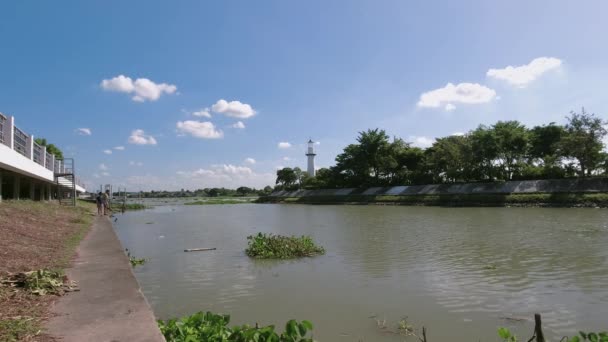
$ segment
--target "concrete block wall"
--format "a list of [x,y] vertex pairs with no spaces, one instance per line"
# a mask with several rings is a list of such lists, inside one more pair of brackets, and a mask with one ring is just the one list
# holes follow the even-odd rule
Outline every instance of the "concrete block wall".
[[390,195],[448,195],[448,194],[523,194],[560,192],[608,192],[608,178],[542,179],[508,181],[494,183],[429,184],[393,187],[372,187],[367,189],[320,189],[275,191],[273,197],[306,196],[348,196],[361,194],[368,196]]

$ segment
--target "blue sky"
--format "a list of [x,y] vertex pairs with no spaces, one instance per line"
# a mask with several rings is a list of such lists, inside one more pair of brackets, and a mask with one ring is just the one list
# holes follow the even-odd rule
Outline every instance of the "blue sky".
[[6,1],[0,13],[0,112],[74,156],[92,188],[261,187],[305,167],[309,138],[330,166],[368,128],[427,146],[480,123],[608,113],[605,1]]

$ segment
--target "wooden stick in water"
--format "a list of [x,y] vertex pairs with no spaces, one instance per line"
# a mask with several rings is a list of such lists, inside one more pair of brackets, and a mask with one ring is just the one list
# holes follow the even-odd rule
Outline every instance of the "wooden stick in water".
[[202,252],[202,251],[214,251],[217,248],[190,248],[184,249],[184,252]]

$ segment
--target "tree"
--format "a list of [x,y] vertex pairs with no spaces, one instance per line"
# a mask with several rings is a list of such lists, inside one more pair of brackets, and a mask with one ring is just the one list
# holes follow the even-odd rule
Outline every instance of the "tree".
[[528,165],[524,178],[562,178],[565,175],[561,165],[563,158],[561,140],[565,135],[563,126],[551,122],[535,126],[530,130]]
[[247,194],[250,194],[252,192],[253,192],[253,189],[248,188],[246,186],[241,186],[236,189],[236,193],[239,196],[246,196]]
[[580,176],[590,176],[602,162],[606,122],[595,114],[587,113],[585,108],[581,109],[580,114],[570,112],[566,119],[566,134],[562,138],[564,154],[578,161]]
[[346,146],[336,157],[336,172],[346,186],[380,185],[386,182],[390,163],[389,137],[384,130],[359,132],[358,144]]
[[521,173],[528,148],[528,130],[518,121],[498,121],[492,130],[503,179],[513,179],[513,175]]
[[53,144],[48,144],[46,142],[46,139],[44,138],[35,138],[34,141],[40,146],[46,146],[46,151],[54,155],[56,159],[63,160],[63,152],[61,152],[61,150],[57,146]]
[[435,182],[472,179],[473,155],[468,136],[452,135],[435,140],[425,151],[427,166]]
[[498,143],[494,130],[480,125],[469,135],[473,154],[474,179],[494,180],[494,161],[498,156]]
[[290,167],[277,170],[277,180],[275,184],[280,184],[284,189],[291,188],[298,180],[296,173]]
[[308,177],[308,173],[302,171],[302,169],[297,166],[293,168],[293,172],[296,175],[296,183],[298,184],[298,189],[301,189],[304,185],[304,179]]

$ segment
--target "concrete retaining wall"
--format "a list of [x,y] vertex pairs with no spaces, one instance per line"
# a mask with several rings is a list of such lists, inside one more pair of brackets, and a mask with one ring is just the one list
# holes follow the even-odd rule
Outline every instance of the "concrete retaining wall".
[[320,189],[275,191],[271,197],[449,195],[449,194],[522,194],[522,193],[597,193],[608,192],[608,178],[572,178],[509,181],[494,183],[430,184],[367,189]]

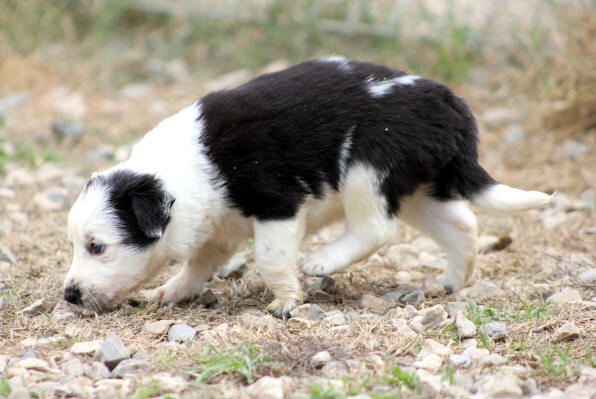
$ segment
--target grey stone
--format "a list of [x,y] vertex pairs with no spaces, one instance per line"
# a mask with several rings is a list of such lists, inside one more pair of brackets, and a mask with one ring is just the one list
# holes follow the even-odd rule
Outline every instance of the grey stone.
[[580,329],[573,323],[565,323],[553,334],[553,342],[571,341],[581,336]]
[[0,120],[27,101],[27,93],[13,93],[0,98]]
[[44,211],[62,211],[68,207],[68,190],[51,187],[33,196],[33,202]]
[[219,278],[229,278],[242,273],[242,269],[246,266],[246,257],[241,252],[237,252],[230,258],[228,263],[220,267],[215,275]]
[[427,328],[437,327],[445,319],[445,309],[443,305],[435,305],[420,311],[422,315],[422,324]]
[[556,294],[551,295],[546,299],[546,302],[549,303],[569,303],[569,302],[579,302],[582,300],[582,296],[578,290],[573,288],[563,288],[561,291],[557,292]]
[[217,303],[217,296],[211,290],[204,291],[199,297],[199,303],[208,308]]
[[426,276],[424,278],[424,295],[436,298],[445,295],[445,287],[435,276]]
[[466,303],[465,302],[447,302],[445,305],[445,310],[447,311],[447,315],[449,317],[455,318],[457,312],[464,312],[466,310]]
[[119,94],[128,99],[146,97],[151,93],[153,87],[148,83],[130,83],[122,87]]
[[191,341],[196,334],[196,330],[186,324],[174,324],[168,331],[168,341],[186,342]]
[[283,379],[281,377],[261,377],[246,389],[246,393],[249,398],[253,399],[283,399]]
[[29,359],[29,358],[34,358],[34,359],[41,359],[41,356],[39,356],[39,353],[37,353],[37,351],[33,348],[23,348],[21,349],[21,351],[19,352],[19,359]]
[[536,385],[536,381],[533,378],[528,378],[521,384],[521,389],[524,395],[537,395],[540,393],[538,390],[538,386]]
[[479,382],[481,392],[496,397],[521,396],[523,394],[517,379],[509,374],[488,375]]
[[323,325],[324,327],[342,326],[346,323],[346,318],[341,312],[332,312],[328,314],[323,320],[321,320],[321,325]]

===============

**Exercise requirements:**
The full text of the data above, exact and without pictures, is what to return.

**Task answer:**
$ segment
--target "concrete block wall"
--format "a list of [x,y] vertex pairs with no spaces, one instance per line"
# a mask with several rings is a list of such lists, inside one more pair of brackets, and a mask with one ring is just the one list
# holes follow the even-odd rule
Outline every instance of the "concrete block wall".
[[390,195],[448,195],[448,194],[523,194],[560,192],[608,192],[608,178],[542,179],[508,181],[494,183],[429,184],[393,187],[372,187],[367,189],[320,189],[275,191],[273,197],[306,196],[348,196],[361,194],[368,196]]

$ segment
--target "blue sky"
--format "a list of [x,y] vertex pairs with no spaces, one instance per line"
# a mask with several rings is a list of such lists, inside one more pair of brackets, and a mask with one ring is just the one list
# holes follow the even-odd rule
Outline every instance of the "blue sky".
[[6,1],[0,13],[0,112],[74,156],[92,188],[261,187],[305,167],[309,138],[330,166],[368,128],[427,146],[480,123],[608,113],[605,1]]

$ segment
--target "wooden stick in water"
--format "a list of [x,y] vertex pairs with no spaces, one instance per line"
# a mask with several rings is a list of such lists, inside one more pair of brackets, and a mask with one ring is just the one list
# holes follow the even-odd rule
Outline every instance of the "wooden stick in water".
[[202,252],[202,251],[214,251],[217,248],[190,248],[184,249],[184,252]]

$ segment
--target "tree"
--format "a list of [x,y] vertex pairs with no spaces, one instance per line"
# a mask with several rings is a list of such lists, inside one more pair of brackets, and a mask with one ring is just the one list
# holes follow the even-odd rule
Outline every instance of the "tree".
[[528,165],[524,178],[562,178],[565,175],[561,165],[563,158],[561,140],[565,135],[563,126],[551,122],[535,126],[530,130]]
[[247,194],[250,194],[252,192],[253,192],[253,189],[248,188],[246,186],[241,186],[236,189],[236,193],[239,196],[246,196]]
[[580,176],[590,176],[602,162],[606,122],[595,114],[587,113],[585,108],[581,109],[580,114],[570,112],[566,119],[566,134],[562,138],[564,154],[578,161]]
[[346,146],[336,157],[336,172],[346,186],[380,185],[386,182],[390,163],[389,137],[384,130],[359,132],[358,144]]
[[521,173],[528,148],[528,130],[518,121],[498,121],[492,130],[503,179],[513,179],[513,175]]
[[53,144],[48,144],[46,142],[46,139],[44,138],[35,138],[34,141],[40,146],[46,146],[46,151],[54,155],[56,159],[63,160],[63,152],[61,152],[61,150],[57,146]]
[[435,182],[472,179],[473,155],[468,136],[452,135],[435,140],[425,151],[427,166]]
[[498,143],[494,130],[480,125],[469,135],[473,154],[474,179],[494,180],[494,161],[498,156]]
[[290,167],[277,170],[277,180],[275,184],[280,184],[284,189],[291,188],[298,180],[296,173]]
[[308,177],[308,173],[302,171],[302,169],[297,166],[293,168],[293,172],[296,175],[296,183],[298,184],[298,189],[301,189],[304,185],[304,179]]

$ segment
--target "concrete retaining wall"
--format "a list of [x,y] vertex pairs with no spaces, one instance per line"
# a mask with several rings is a list of such lists, inside one more pair of brackets, and a mask with one ring is just the one list
# holes follow the even-odd rule
Outline every instance of the "concrete retaining wall".
[[320,189],[275,191],[271,197],[449,195],[449,194],[522,194],[522,193],[597,193],[608,192],[608,178],[572,178],[509,181],[494,183],[430,184],[367,189]]

$ segment
--target grey stone
--format "a list of [x,y] vertex pairs with no spaces, one instance per line"
# a mask with several rings is a list of such lists, inside one more pair of brackets, and a mask with one ring is just the one list
# holes follow the even-odd rule
Outline every instance of the grey stone.
[[580,329],[573,323],[565,323],[553,334],[553,342],[571,341],[581,336]]
[[0,120],[27,101],[27,93],[13,93],[0,98]]
[[44,211],[62,211],[68,207],[68,190],[51,187],[33,196],[33,202]]
[[219,278],[229,278],[242,273],[242,269],[246,266],[246,257],[241,252],[237,252],[230,258],[228,263],[220,267],[215,275]]
[[427,328],[437,327],[445,319],[445,309],[443,305],[435,305],[420,311],[422,315],[422,324]]
[[556,294],[551,295],[546,299],[546,302],[549,303],[569,303],[569,302],[579,302],[582,300],[582,296],[578,290],[573,288],[563,288],[561,291],[557,292]]
[[217,303],[217,296],[211,290],[204,291],[199,297],[199,303],[208,308]]
[[426,276],[424,278],[424,295],[436,298],[445,295],[445,287],[435,276]]
[[466,303],[465,302],[447,302],[445,305],[445,310],[447,311],[447,315],[449,317],[455,318],[457,312],[464,312],[466,310]]
[[119,94],[128,99],[146,97],[151,93],[153,87],[148,83],[130,83],[122,87]]
[[191,341],[196,334],[196,330],[186,324],[174,324],[168,331],[168,341],[186,342]]
[[283,379],[281,377],[261,377],[246,389],[246,393],[249,398],[253,399],[283,399]]
[[29,359],[29,358],[34,358],[34,359],[41,359],[41,356],[39,356],[39,353],[37,353],[37,351],[33,348],[23,348],[21,349],[21,351],[19,352],[19,359]]
[[536,385],[536,381],[533,378],[528,378],[521,384],[521,389],[524,395],[537,395],[540,393],[538,390],[538,386]]
[[479,382],[481,392],[496,397],[521,396],[523,394],[517,379],[509,374],[488,375]]
[[323,325],[324,327],[342,326],[346,323],[346,318],[341,312],[332,312],[328,314],[323,320],[321,320],[321,325]]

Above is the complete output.